## Task description
Reproduce every one of the entries below word for word, keeping each line unchanged and in its original order.
BEGIN
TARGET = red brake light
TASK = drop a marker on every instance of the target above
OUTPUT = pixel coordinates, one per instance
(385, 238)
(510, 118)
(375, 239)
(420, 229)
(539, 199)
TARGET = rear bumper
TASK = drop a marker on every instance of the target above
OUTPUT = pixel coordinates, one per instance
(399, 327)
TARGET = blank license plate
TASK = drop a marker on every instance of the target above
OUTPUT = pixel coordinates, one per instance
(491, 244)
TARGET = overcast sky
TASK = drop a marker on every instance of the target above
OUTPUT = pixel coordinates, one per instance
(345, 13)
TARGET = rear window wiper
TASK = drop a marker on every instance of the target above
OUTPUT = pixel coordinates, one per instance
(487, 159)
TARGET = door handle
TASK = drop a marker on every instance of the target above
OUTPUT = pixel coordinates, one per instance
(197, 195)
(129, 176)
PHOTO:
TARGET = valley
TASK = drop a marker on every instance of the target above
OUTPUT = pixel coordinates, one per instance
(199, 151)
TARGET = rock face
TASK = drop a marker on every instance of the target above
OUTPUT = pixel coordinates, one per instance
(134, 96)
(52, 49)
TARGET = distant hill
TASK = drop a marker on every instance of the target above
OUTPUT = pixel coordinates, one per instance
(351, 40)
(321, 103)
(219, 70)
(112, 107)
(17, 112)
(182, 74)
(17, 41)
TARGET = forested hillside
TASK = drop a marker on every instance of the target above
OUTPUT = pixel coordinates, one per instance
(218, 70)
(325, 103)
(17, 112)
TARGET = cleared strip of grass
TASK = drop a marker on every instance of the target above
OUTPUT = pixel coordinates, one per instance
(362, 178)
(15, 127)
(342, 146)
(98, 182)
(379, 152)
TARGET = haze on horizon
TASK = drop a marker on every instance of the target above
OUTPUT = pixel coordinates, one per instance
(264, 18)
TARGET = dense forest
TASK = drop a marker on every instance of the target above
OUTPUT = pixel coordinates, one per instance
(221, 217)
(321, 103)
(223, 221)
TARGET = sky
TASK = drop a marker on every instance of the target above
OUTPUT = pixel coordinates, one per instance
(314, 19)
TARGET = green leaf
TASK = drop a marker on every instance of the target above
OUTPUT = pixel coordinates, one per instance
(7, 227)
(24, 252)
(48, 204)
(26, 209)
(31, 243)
END
## Expected answer
TARGET = red brake light
TASK = drop a marker on every instance of the target above
OUTPUT = pixel coordinates, one per instance
(385, 238)
(510, 118)
(375, 239)
(420, 229)
(539, 199)
TARGET = rear bumper
TASK = drop a marker on every instance of the target above
OUTPUT = pixel coordinates, one per instance
(399, 327)
TARGET = blank license plate
TASK = drop a marker on every instance of the target above
OUTPUT = pixel coordinates, one per instance
(491, 244)
TARGET = overcast sky
TASK = drop a marker on every instance of the target above
OUTPUT = pixel coordinates, one per instance
(345, 13)
TARGET = rear window wiper
TASK = drop a marker on every instance of the target above
OUTPUT = pixel coordinates, one per instance
(487, 159)
TARGET = door handle
TASK = drop a marker on every instance of the target above
OUTPUT = pixel coordinates, one per instance
(197, 195)
(129, 176)
PHOTO:
TARGET = valley
TASK = drop a marker on every instance of the target above
OUTPUT = pixel coordinates, one per instance
(199, 151)
TARGET = rock face
TASK = drop a marker on every instance of the target above
OUTPUT = pixel coordinates, one per instance
(134, 96)
(52, 49)
TARGET = distant hill
TASK = drop a marker on every instance of the target above
OUTPUT = pixel coordinates, one per instance
(351, 40)
(321, 103)
(219, 70)
(112, 107)
(17, 112)
(182, 74)
(17, 41)
TARGET = forested hillside
TASK = drop a marker on every instance of the target above
OUTPUT = pixel coordinates, one per instance
(218, 70)
(325, 103)
(17, 112)
TARGET = cleared strip of grass
TASK = drop a marker on every instance of the target above
OUTPUT = pixel coordinates, one per instance
(362, 178)
(15, 127)
(342, 146)
(98, 182)
(379, 152)
TARGET = haze on horizon
TASK = drop a marker on every instance of the target above
OUTPUT = pixel coordinates, one per instance
(264, 18)
TARGET = dense forest
TASK = drop a marker on every instance of the target above
OUTPUT = pixel coordinates, one per instance
(221, 217)
(321, 103)
(223, 221)
TARGET = sky
TASK = drop a marker on every instance of the target above
OUTPUT = pixel coordinates, one per instance
(314, 19)
TARGET = green leaf
TASK = drop a marker on every instance of the target above
OUTPUT = pixel coordinates, one per instance
(7, 227)
(24, 252)
(48, 204)
(26, 209)
(31, 243)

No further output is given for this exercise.